Document segment.
>> Start
Friday, September 6, 2013

Eating and lions, by Stacie

I feel this back and forth response to being here in China. I love it, and I feel helpless. I love so many things here, and even the adventure of things, but it is difficult to take care of yourself and your family when you can't communicate well enough to be able find things or to do some things. It is the end of our second week here, and I feel a little unsettled still. We are rolling with it, and enjoying being here anyway.
I love it here, especially the people. One saving grace of being helpless in China is my new friend Lily. Lily teaches children English here in Changsha, and she grew up at the beautiful national park in the Avatar movie: zhang jia jie. I am always in her debt. She helps me with all my questions, and I have to be careful about what I ask her about or she might buy me something. She helped Ezra with his cough and asked one of her doctor- friends to take a look at him to make sure it wasn't serious, he is fine now. She has given me my teaching project, and now I feel useful and happy. She is always checking up on me. She is extremely kind!
Lily and her son Joey (their American names)

The building dedicated to the revolutionary general
The other day we went to look around at the HNU, and she explained one of the buildings there. I found it really interesting. The building was dedicated to a General in the Chinese Revolution. After the war, the ashes of the fallen soldiers from Changsha were kept in the building to honor their loyalty and sacrifice for China. Eventually the ashes were returned to the soldiers' homes. Their are two lions outside flanking the front entrance. The lions are guardians to keep the occupants healthy and safe. You might notice that the ears are back and the tongue is out, that is because they are playful. Also this one has a child, the left one has a ball instead. The chinese above the door is in the pre-revolutionary style of writing from the right to the left; today chinese is written left to right except for special things like this.
Lily explained that many people's homes have lions flanking their front door as well. The lions keep the family healthy and safe. Then inside the home there is often a picture of a tiger, another guardian with the same job. The city of Changsha has many of these lions in front of banks and other buildings as well. My kids like to stick their hands in the lion's mouth and pretend they are being eaten. :-D Some of the lions have a stone ball in their mouth that was carved as the mouth was carved and is too big to take out, it rolls around in the mouth, again to show they are playful. (It is okay that they are playing on them if you are wondering.) Also, the older lady in the photo is doing tai chi (very slowly). There were other people around this building doing tai chi as well.
Cooking here is interesting too. We are trying to find place to eat out that fit our criteria: not super greasy, our kids will eat something there, not too pricey so we can go often, and within walking distance. It is likely we will find a few places, but for now no place has fit all those requirements. It is hard to walk in somewhere and ask about the food and prices because of our lack of language skills. We have been trying to eat at home too, but it has its own challenges. As far as eating out, China is really interesting. Their are plenty of nice, well-established restaurants around. There are also tons of little shops that sell food too. The small food vendors can have a street cart or they can be in a small storage-unit like store. When we walk down the large streets the food-vendors are about two to five per block. Also, when we walk down small apartment filled alleys and side roads that seem quiet and off the main road, there are still all these small food vendors.Some of them are in the bottom floor of the apartment building.
>> End
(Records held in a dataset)
>> Start
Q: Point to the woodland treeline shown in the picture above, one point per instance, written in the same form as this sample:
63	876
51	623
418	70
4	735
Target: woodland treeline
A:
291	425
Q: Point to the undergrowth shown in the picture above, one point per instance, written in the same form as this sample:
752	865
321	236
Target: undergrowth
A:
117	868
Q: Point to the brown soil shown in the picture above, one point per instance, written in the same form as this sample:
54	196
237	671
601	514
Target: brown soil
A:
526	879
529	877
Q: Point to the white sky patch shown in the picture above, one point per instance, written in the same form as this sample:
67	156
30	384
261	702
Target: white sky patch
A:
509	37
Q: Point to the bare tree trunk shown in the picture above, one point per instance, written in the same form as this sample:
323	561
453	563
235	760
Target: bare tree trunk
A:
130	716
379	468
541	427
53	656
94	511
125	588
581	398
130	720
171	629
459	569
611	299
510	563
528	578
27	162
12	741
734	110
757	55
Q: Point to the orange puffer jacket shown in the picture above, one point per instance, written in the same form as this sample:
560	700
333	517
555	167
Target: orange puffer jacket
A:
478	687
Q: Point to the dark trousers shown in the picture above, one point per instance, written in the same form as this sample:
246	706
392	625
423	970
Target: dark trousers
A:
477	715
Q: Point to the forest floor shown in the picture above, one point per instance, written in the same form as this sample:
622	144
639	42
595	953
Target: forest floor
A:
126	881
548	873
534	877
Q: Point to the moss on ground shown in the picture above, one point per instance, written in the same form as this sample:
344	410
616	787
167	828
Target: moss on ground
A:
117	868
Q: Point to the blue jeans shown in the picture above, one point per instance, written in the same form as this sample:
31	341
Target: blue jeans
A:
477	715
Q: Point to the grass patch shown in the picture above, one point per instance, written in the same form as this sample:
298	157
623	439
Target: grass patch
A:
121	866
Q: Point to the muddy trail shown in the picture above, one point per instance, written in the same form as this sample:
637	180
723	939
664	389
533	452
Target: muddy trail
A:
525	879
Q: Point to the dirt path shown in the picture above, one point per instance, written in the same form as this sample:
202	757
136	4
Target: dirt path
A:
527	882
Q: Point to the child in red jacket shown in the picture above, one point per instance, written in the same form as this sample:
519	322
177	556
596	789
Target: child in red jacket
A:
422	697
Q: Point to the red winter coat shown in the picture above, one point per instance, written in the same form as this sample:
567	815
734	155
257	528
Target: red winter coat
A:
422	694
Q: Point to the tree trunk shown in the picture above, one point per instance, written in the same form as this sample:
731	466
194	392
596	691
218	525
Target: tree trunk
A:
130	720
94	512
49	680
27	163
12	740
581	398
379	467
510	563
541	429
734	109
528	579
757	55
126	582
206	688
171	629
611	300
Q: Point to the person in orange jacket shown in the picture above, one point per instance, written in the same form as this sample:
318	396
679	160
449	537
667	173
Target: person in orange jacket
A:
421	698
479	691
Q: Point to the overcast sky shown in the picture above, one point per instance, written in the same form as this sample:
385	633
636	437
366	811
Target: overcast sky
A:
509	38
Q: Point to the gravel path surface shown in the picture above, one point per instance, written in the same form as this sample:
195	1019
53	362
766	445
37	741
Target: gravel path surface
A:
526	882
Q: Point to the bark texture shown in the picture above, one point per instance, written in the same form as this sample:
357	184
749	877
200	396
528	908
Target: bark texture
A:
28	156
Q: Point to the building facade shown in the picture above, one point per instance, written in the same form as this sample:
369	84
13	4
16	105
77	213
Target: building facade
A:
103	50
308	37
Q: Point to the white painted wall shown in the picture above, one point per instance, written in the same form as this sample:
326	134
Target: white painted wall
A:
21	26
>> End
Objective 1.
Answer these questions about the blog post:
(a) In which city does Lily teach children English?
(b) What do some of the lions have in their mouths?
(c) How many food vendors are there per block along the large streets?
Objective 2.
Reproduce the blog post word for word, everything from "The building dedicated" down to "things like this.".

Task answer 1.
(a) Changsha.
(b) A stone ball.
(c) About two to five.

Task answer 2.
The building dedicated to the revolutionary general
The other day we went to look around at the HNU, and she explained one of the buildings there. I found it really interesting. The building was dedicated to a General in the Chinese Revolution. After the war, the ashes of the fallen soldiers from Changsha were kept in the building to honor their loyalty and sacrifice for China. Eventually the ashes were returned to the soldiers' homes. Their are two lions outside flanking the front entrance. The lions are guardians to keep the occupants healthy and safe. You might notice that the ears are back and the tongue is out, that is because they are playful. Also this one has a child, the left one has a ball instead. The chinese above the door is in the pre-revolutionary style of writing from the right to the left; today chinese is written left to right except for special things like this.